_Dataset records_:
>>>
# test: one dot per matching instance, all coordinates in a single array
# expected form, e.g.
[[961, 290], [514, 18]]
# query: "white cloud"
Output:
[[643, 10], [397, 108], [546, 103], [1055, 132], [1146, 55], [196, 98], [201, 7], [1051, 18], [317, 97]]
<<<
_Stated goal_: Reproduce every line of the entries above verbatim, keeping every character, space and line break unchanged.

_Solution for this task_:
# test: one dot per matching instance, all coordinates in a single array
# expected form, e.g.
[[961, 290], [514, 18]]
# query: "white cloud"
Output:
[[643, 10], [397, 108], [546, 103], [1055, 132], [1146, 55], [196, 98], [201, 7], [1051, 18], [317, 97]]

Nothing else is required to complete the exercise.